Many authors have stressed that the choice of the Kernel function has a smaller impact on final results in comparison with the choice of the bandwidth (Turlach 1993; O’Sullivan and Wong 2007; Xie and Yan 2008). The Gaussian kernel is a special case (non-compact kernel) because it does not integrate to one on the domain \([-bw ; +bw]\) but on \([-\infty ; +\infty]\), leading to a loss of mass for each event.

Diggle’s correction

Formula (1) describes the basic KDE value, which is unbiased only if the study area is infinite in every direction and if the spatial process is sampled everywhere in this space. In practice, such situations are rare, and the basic KDE is biased at the frontier of the study area. For example, let us imagine a case where abandoned syringes locations are systematically reported in a specific district of a city. The ones lying outside the district limits are not considered, leading to a situation where the border areas systematically have a lower estimated intensity. To reduce this effect, Diggle’s correction (equation (3)) is generally used (Diggle 1985).

\[\begin{aligned} \label{eq3} \begin{gathered} \lambda^D(u) = \frac{1}{bw^2}\sum_{i=1}^n w_i \cdot \frac{1}{e(e_i)}K(dist(u,e_i)) \\ e(u) = \int_W^vK(dist(u,v)). \end{gathered} \end{aligned} \tag{3}\]

This correction increases the weight of the events located close to the study area border because a part of their mass is lost above the border. For an event \(e_i\), with the location u, e(u) is the fraction of its mass in the study area (W). The correction factor is thus inversely proportional to the fraction of the event’s mass in the study area. For example, an event having only half its mass in the study area will end up with a doubled weight.

▶ _Direction_:
Pick up the passage on kernel density estimation and Diggle's correction after its final sentence, and extend it.

▶ _Given entries_:
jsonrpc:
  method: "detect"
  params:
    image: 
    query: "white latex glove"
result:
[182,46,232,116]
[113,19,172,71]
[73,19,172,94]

▶ _Answer to the exercise_:
Adaptive bandwidth

In its basic form, the bandwidth of the KDE is fixed, i.e. the value of the bandwidth is the same everywhere in the study area. This is an important limitation if the intensity of the spatial process has a pronounced spatial variation. In that case, the risk is to obtain oversmoothed results in areas with high intensity and undersmoothed results in areas with low intensity. To overcome this limitation, it is possible to replace the fixed bandwidth with a vector of spatially varying bandwidths. The bandwidths should be smaller in subregions with higher intensity and wider elsewhere. The Abramson method (Abramson 1982) is often used to define this vector of bandwidths. Its calculation requires two steps. First, a pilot estimate (\(\tilde{\lambda}\)) is calculated at the location of each event (\(u_{ei}\)) by using a global bandwidth \(h_0\). Second, the vector of bandwidths (\(h(u_{ei})\)) is calculated with equation (4):

\[\begin{aligned} \label{eq4} \begin{gathered} h(u_{ei}) = h_0 \cdot \frac{1}{\sqrt{\tilde{f}(u_{ei})/\gamma}} \\ \gamma = (\prod_{i=1}^n\frac{1}{\sqrt{\tilde{f}(e_i)}})^{\frac{1}{n}}. \end{gathered} \end{aligned} \tag{4}\]

A trimming value can be defined to avoid obtaining large bandwidths in subregions with low intensity. Let us recall here that the adaptive bandwidth is still based on the choice of an arbitrary global bandwidth and is not a bandwidth selection method.

3 The three Network Kernel Density Estimate

We present the three NKDE methods implemented in the spNetwork package in this section .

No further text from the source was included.